Washington—Senator Dianne Feinstein (D-Calif.) spoke on the Senate floor today on the importance of passing the bipartisan Violence Against Women Reauthorization Act.  The legislation would continue to help law enforcement combat domestic violence, sexual assault and stalking across the nation.

Click here to watch the video.

Senator Feinstein’s full remarks are below:

“I rise today to urge the Republican leadership of the Senate to allow this piece of legislation that protects American women from the plague—and it is a plague—of domestic violence, stalking, dating violence, and sexual assault, to come to the floor of this Senate for a vote.

I was in the Judiciary Committee, I voted for the original Violence Against Women Act. It was authorized for six years. We reauthorized it. It served another six years. And now the bill is up for reauthorization. It came out, surprisingly, from the Judiciary Committee on a split vote. And unfortunately, that was a split party vote. I might say I was stunned by this vote because never before had there been any controversy in all of more than a decade and a half, in all of this time about this bill.

---+---

**EXERCISE**
Reproduce word for word the part of the press release that opens with the words containing "Senator Feinstein’s full" and closes with "for a vote.". The entries that come after the press release are separate material with no connection to it.

**Dataset entries on object locations**

---+---

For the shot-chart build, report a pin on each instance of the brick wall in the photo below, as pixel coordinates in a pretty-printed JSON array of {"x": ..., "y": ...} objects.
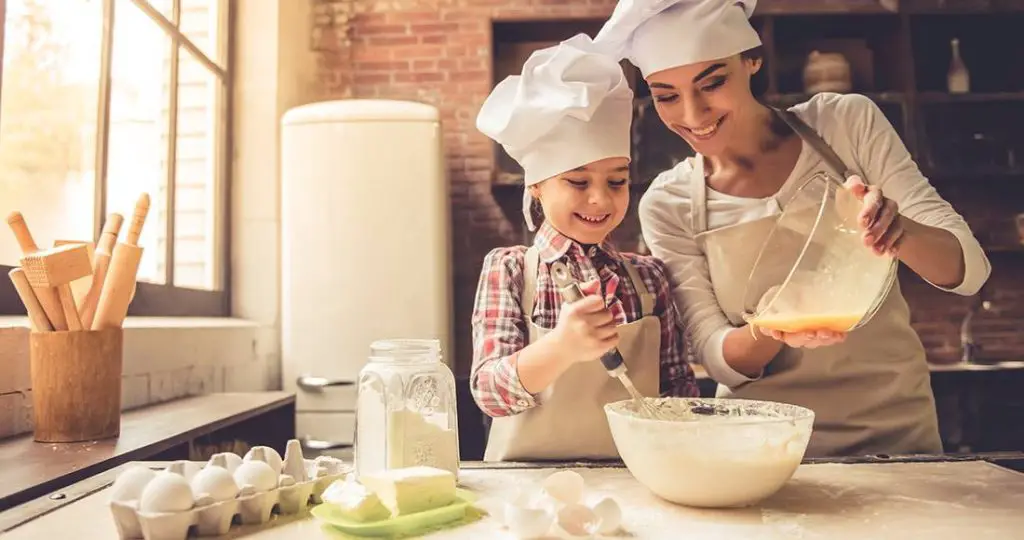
[
  {"x": 439, "y": 51},
  {"x": 436, "y": 51}
]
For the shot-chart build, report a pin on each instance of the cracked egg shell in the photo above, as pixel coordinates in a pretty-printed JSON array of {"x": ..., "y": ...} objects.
[
  {"x": 526, "y": 523},
  {"x": 256, "y": 473},
  {"x": 227, "y": 460},
  {"x": 269, "y": 456},
  {"x": 166, "y": 493},
  {"x": 609, "y": 515},
  {"x": 565, "y": 487},
  {"x": 578, "y": 520},
  {"x": 215, "y": 482},
  {"x": 131, "y": 483}
]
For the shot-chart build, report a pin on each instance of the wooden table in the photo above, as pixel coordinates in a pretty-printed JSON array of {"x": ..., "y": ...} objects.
[
  {"x": 166, "y": 431},
  {"x": 934, "y": 497}
]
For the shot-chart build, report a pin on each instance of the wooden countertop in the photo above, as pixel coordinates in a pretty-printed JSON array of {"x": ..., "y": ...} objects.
[{"x": 32, "y": 468}]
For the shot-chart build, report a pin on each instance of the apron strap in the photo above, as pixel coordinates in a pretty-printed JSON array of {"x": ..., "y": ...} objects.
[
  {"x": 532, "y": 262},
  {"x": 646, "y": 298},
  {"x": 812, "y": 137},
  {"x": 698, "y": 198}
]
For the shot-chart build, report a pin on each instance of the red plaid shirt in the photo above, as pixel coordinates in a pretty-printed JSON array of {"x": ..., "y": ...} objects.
[{"x": 500, "y": 326}]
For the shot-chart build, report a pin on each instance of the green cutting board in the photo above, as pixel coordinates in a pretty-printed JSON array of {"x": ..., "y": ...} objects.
[{"x": 401, "y": 526}]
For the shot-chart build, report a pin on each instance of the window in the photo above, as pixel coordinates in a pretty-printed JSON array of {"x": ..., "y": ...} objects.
[{"x": 101, "y": 100}]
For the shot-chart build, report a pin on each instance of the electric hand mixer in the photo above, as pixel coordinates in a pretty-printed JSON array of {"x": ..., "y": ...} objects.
[{"x": 612, "y": 360}]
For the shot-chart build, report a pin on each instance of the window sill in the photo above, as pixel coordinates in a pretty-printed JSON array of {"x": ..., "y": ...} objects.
[{"x": 165, "y": 358}]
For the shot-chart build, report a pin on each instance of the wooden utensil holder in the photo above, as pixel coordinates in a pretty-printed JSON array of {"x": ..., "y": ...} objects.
[{"x": 76, "y": 384}]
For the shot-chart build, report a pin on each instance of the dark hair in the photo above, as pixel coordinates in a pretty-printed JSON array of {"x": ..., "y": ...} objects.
[{"x": 759, "y": 81}]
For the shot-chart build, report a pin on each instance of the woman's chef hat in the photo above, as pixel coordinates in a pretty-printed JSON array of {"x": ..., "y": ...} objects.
[
  {"x": 571, "y": 106},
  {"x": 656, "y": 35}
]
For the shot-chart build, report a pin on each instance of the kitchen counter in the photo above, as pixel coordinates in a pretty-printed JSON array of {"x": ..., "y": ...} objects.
[{"x": 934, "y": 497}]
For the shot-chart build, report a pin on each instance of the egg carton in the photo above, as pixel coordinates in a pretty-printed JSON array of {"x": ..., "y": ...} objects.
[{"x": 206, "y": 500}]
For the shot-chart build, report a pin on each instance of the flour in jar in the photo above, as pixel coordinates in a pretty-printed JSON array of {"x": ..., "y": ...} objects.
[{"x": 415, "y": 440}]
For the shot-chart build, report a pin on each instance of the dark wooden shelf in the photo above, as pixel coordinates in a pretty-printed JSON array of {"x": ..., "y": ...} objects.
[
  {"x": 159, "y": 431},
  {"x": 973, "y": 97}
]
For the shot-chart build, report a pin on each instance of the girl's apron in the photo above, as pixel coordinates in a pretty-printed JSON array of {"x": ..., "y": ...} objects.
[
  {"x": 870, "y": 393},
  {"x": 569, "y": 422}
]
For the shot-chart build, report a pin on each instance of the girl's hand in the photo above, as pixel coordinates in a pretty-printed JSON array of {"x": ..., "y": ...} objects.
[
  {"x": 879, "y": 217},
  {"x": 811, "y": 339}
]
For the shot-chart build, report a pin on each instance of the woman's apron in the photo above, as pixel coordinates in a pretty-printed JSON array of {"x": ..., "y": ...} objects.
[
  {"x": 569, "y": 422},
  {"x": 870, "y": 393}
]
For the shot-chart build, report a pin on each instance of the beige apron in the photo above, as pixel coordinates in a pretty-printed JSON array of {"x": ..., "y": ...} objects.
[
  {"x": 569, "y": 422},
  {"x": 870, "y": 395}
]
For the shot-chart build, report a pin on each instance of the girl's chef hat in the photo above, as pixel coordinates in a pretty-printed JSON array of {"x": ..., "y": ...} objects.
[
  {"x": 656, "y": 35},
  {"x": 571, "y": 106}
]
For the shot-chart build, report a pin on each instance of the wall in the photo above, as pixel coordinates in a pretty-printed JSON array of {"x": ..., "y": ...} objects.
[{"x": 437, "y": 51}]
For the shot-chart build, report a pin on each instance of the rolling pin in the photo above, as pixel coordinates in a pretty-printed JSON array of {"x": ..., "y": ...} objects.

---+---

**SOLUTION TO THIS EXERCISE**
Senator Feinstein’s full remarks are below:

“I rise today to urge the Republican leadership of the Senate to allow this piece of legislation that protects American women from the plague—and it is a plague—of domestic violence, stalking, dating violence, and sexual assault, to come to the floor of this Senate for a vote.